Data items
**********

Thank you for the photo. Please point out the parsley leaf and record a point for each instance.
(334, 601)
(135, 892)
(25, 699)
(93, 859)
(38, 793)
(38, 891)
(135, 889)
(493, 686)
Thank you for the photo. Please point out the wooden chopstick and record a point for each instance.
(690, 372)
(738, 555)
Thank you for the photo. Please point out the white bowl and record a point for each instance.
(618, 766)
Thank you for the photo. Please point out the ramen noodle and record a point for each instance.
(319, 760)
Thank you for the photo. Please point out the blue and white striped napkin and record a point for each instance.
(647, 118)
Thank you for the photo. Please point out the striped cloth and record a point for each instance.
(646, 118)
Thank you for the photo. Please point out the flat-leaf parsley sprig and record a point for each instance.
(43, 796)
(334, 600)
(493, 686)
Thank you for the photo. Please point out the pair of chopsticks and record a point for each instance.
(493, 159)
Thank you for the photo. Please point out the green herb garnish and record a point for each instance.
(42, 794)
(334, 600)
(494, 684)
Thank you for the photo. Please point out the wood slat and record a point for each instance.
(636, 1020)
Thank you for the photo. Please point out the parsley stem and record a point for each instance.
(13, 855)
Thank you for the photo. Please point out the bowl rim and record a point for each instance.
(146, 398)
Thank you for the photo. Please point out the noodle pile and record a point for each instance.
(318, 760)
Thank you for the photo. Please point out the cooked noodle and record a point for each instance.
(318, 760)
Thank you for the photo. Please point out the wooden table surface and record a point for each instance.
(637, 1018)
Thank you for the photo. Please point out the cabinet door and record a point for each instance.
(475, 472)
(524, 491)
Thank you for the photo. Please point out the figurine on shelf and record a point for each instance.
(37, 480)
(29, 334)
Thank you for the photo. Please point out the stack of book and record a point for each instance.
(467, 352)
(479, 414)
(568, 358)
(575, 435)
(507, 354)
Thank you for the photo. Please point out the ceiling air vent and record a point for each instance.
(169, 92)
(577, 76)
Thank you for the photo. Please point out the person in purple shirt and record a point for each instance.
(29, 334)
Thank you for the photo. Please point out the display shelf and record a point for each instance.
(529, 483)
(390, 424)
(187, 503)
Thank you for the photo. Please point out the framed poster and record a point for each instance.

**********

REQUIREMENT: Please print exactly the lines from the one containing "Thank you for the photo. Please point out the wooden table" through the last line of the records, both included, and nothing else.

EXERCISE SOLUTION:
Thank you for the photo. Please point out the wooden table surface and record a point for each instance.
(637, 1018)
Thank you for the photo. Please point out the cabinet door and record a point for each instance.
(475, 472)
(524, 491)
Thank you for the photo. Please point out the figurine on shelf and record a point for each instance.
(37, 480)
(29, 334)
Thank you for the photo. Please point out the stack of book and record a point for each instance.
(467, 352)
(479, 414)
(568, 358)
(575, 435)
(507, 354)
Thank you for the photo. Please point out the ceiling air vent and record a point for each instance.
(169, 92)
(577, 76)
Thank you for the photo. Please point out the person in purple shirt and record a point for each instance.
(29, 334)
Thank you for the photo. Please point out the display shelf and record a point for each instance.
(529, 483)
(390, 424)
(187, 503)
Thank you for the photo. Please point out the framed poster and record a point for each instance.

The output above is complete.